Set problem A
From the workshop announcement below, list the speakers named in its speaker line-up.

----

Crossposted from the AI Alignment Forum. May contain more technical jargon than usual.

Announcing the first academic Mechanistic Interpretability workshop, held at ICML 2024! I think this is an exciting development that's a lagging indicator of mech interp gaining legitimacy as an academic field, and a good chance for field building and sharing recent progress! 

We'd love to get papers submitted if any of you have relevant projects! Deadline May 29, max 4 or max 8 pages. We welcome anything that brings us closer to a principled understanding of model internals, even if it's not "traditional” mech interp. Check out our website for example topics! There's $1750 in best paper prizes. We also welcome less standard submissions, like open source software, models or datasets, negative results, distillations, or position pieces. 

And if anyone is attending ICML, you'd be very welcome at the workshop! We have a great speaker line-up: Chris Olah, Jacob Steinhardt, David Bau and Asma Ghandeharioun. And a panel discussion, hands-on tutorial, and social. I’m excited to meet more people into mech interp! And if you know anyone who might be interested in attending/submitting, please pass this on.

Twitter threadWebsite

Thanks to my great co-organisers: Fazl Barez, Lawrence Chan, Kayo Yin, Mor Geva, Atticus Geiger and Max Tegmark

New Comment
6 comments, sorted by Click to highlight new comments since:

Would a tooling paper be appropriate for this workshop?

----

Set problem B
Reproduce each line of the records below that contains the word "cluster".

Exercise material
----

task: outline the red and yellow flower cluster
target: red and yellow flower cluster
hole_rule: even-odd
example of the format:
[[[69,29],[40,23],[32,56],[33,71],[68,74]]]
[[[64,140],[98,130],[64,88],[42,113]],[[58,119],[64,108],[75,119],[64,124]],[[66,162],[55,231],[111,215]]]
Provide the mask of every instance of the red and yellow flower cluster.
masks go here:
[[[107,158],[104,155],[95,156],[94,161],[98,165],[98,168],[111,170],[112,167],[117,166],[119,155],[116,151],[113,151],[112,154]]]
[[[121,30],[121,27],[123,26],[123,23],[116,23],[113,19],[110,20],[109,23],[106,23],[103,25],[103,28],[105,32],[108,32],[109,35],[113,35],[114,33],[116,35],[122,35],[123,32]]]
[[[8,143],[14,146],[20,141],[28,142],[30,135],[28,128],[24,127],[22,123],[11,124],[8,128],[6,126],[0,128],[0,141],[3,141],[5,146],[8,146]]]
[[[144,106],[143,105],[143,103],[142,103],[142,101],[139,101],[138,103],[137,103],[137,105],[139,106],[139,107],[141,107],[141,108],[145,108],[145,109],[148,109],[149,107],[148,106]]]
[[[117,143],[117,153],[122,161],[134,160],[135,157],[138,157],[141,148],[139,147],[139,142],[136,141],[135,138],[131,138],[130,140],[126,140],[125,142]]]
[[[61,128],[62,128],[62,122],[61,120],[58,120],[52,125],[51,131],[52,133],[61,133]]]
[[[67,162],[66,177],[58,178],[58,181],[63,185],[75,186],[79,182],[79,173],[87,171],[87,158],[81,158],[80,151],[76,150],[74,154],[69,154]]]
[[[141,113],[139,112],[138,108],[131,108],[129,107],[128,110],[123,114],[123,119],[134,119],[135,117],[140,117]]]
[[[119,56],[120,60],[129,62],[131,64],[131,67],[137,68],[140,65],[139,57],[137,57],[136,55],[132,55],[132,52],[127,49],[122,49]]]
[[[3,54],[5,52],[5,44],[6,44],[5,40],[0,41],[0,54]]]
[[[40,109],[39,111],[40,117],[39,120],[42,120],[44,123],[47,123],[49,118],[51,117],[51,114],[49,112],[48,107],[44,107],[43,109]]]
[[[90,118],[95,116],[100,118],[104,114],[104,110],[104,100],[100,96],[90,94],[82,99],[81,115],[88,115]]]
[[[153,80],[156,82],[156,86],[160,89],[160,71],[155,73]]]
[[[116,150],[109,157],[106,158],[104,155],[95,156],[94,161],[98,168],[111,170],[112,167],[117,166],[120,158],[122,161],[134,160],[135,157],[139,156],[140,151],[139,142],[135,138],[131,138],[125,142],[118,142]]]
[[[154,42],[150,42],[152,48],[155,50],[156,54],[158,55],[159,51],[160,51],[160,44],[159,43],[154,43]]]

----

Correct result A
Chris Olah, Jacob Steinhardt, David Bau, Asma Ghandeharioun

Correct result B
task: outline the red and yellow flower cluster
target: red and yellow flower cluster
Provide the mask of every instance of the red and yellow flower cluster.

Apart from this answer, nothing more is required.